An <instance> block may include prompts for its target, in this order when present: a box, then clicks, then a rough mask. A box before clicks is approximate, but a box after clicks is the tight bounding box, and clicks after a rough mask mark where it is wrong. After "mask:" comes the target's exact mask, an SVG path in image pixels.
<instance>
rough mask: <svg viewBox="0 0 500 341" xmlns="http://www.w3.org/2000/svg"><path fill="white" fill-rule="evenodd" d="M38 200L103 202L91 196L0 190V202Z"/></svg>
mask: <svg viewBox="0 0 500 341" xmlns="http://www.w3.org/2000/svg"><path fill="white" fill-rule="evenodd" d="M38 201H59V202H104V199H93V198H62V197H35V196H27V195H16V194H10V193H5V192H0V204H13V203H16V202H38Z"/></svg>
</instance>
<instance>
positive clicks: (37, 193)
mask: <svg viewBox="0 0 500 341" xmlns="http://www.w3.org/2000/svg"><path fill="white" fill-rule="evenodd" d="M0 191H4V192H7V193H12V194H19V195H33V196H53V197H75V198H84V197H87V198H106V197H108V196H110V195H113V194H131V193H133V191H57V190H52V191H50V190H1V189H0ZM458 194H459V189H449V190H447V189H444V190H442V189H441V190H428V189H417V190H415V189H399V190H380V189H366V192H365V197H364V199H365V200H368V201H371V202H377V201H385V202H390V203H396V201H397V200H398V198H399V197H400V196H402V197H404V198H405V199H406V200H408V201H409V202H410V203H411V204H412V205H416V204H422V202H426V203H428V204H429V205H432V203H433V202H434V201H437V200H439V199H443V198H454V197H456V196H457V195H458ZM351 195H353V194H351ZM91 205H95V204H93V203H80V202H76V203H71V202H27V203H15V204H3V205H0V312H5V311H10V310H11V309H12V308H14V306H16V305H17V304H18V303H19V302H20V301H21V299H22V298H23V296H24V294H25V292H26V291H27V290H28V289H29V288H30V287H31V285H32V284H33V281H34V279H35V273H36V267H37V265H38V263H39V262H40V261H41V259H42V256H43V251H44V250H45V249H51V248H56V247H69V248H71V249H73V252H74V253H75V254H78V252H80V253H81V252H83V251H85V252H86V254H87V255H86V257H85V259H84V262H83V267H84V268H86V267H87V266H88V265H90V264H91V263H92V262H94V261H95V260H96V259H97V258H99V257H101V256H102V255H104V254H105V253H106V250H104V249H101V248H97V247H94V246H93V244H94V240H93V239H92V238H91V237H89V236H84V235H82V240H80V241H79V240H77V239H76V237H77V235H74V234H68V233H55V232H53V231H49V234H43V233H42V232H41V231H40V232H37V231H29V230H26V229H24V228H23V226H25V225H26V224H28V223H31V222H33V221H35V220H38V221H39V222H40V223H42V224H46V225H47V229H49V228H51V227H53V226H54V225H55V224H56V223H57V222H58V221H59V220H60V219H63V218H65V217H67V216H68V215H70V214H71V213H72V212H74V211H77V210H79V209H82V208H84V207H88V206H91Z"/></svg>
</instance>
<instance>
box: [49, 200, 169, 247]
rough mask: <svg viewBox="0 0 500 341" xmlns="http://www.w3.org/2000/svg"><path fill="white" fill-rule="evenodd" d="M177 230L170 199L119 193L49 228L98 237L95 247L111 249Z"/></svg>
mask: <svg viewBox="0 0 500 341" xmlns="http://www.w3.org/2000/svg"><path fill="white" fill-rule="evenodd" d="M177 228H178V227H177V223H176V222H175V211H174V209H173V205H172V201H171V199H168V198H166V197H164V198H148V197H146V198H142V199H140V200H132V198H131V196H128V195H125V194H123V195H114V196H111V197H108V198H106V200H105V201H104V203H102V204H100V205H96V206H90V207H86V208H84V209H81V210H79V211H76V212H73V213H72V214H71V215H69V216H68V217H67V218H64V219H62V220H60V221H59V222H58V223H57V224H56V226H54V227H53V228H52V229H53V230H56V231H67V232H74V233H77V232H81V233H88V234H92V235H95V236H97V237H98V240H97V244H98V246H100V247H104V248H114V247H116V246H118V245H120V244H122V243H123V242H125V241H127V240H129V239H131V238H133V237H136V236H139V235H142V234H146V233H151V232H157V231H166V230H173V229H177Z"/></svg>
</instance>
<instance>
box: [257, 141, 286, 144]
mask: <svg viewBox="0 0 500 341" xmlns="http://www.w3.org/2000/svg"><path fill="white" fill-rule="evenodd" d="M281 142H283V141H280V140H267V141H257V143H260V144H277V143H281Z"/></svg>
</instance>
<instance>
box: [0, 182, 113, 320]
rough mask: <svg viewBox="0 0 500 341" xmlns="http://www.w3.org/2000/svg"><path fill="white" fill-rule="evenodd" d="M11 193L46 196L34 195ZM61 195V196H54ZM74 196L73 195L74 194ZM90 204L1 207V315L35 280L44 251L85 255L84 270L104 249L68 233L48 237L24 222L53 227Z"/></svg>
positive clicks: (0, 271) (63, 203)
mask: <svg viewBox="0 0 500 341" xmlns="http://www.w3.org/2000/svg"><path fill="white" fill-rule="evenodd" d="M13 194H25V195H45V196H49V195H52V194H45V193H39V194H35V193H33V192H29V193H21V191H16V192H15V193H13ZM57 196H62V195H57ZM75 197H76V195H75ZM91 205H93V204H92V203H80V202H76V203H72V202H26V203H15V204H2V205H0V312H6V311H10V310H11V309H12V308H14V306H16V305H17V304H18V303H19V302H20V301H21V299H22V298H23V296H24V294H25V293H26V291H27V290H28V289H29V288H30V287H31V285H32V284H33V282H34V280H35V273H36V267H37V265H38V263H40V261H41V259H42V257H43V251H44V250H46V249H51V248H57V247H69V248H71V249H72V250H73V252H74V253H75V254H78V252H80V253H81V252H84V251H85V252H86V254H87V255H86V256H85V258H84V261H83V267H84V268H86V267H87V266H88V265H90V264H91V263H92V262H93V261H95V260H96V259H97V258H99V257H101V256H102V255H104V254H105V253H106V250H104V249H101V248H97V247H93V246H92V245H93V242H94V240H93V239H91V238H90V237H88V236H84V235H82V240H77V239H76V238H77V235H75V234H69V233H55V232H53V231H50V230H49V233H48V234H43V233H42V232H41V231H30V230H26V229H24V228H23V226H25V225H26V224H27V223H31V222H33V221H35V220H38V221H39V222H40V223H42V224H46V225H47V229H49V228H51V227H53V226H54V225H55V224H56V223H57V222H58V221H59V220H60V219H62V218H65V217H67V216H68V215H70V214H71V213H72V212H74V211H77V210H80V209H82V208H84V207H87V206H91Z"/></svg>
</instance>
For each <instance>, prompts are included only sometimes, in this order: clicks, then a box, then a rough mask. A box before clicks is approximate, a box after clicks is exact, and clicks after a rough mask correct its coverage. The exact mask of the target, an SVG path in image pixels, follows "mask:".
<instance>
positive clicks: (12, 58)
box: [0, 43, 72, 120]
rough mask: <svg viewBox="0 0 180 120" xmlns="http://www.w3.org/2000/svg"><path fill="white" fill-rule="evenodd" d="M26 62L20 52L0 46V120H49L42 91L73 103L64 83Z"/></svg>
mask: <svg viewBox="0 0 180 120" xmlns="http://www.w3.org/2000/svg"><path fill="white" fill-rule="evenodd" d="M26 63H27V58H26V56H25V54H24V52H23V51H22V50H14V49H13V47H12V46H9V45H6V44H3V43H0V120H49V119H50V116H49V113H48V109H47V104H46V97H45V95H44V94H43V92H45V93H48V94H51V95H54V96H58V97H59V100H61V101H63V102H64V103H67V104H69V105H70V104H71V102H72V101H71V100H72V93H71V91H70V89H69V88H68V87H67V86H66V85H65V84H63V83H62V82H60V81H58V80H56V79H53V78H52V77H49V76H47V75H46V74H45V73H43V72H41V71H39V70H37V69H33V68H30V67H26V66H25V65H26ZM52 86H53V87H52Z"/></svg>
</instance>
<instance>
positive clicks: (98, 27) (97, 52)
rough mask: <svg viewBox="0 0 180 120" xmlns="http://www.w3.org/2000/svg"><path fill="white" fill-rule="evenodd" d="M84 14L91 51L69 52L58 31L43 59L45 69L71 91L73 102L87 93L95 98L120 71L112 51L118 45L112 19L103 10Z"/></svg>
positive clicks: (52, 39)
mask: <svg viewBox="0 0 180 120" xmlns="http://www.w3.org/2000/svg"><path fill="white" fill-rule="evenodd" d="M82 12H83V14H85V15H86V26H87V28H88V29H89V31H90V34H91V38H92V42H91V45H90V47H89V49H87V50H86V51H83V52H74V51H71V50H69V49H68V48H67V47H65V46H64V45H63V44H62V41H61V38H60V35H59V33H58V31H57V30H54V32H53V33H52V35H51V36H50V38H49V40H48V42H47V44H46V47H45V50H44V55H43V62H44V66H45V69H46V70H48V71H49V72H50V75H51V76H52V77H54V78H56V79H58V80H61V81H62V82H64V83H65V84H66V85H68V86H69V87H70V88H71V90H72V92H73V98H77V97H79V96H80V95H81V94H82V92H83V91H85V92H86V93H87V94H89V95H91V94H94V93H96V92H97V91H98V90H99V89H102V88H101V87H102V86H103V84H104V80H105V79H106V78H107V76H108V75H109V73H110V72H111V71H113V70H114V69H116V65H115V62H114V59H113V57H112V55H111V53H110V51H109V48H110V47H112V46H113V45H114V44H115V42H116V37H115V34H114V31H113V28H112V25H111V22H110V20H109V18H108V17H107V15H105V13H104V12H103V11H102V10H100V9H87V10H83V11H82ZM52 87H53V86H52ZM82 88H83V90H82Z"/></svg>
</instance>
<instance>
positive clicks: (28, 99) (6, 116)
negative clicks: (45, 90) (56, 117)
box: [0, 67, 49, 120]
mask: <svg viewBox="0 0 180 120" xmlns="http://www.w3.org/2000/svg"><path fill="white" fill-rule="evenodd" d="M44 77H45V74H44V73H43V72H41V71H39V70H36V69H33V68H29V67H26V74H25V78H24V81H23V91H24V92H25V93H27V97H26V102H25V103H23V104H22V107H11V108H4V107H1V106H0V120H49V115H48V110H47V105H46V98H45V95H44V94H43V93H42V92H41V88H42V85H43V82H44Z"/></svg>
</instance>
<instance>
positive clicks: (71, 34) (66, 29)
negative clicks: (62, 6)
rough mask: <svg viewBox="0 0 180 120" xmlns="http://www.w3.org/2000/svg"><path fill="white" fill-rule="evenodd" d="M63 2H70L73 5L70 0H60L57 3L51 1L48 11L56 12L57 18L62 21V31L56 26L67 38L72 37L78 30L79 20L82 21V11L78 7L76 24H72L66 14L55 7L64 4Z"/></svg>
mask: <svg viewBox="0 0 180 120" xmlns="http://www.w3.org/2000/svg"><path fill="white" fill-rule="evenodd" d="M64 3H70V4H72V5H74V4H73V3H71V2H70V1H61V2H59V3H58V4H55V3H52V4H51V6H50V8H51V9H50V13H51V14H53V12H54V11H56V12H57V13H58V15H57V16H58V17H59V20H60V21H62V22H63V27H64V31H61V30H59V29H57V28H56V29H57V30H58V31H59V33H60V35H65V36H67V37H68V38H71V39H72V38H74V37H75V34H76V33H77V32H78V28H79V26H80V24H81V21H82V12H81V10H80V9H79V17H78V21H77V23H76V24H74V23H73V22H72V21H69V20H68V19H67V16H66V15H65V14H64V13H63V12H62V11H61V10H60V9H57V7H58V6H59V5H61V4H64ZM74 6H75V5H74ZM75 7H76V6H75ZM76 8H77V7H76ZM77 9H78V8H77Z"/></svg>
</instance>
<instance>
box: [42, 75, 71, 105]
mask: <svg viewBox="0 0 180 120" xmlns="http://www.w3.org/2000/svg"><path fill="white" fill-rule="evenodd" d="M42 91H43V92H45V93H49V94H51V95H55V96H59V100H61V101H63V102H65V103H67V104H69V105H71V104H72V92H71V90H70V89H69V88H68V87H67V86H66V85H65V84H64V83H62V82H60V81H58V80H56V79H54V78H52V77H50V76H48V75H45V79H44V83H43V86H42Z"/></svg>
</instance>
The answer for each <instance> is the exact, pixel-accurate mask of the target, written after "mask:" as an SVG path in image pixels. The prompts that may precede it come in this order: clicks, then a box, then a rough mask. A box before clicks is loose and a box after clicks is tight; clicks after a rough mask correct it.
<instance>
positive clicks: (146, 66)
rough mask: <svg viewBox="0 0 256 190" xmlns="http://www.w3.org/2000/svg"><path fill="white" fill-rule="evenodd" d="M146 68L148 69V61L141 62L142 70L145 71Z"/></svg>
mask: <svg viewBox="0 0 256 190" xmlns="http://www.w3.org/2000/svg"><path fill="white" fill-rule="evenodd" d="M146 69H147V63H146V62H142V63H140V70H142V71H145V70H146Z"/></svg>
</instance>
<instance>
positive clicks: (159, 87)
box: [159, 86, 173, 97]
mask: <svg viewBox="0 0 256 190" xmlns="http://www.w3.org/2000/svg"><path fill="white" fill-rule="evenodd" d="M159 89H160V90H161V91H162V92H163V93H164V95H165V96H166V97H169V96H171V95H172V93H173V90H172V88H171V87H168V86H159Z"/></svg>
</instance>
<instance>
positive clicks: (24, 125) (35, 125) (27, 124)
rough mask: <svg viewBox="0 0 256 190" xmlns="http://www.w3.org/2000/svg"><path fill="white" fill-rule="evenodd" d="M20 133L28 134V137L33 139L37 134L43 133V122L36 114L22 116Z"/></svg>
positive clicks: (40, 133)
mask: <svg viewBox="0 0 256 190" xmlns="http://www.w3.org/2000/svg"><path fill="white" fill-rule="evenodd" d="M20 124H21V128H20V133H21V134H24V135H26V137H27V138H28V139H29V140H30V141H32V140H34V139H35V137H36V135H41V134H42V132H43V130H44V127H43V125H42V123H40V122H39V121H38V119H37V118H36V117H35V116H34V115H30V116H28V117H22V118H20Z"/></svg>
^^^^^^^^^^^^^^^^
WHAT TO DO =>
Pull out the lines from the start of the items through the line containing "200L103 202L91 196L0", both ends included, and reproduce them word for word.

EXPECTED OUTPUT =>
An <instance> block may include prompts for its target, in this order when present: a box, then clicks, then a rough mask. A box before clicks is approximate, but a box after clicks is the tight bounding box, and clicks after a rough mask mark where it is wrong. After "mask:" comes the target's exact mask, an SVG path in image pixels.
<instance>
rough mask: <svg viewBox="0 0 500 341" xmlns="http://www.w3.org/2000/svg"><path fill="white" fill-rule="evenodd" d="M38 200L103 202L91 196L0 190V202Z"/></svg>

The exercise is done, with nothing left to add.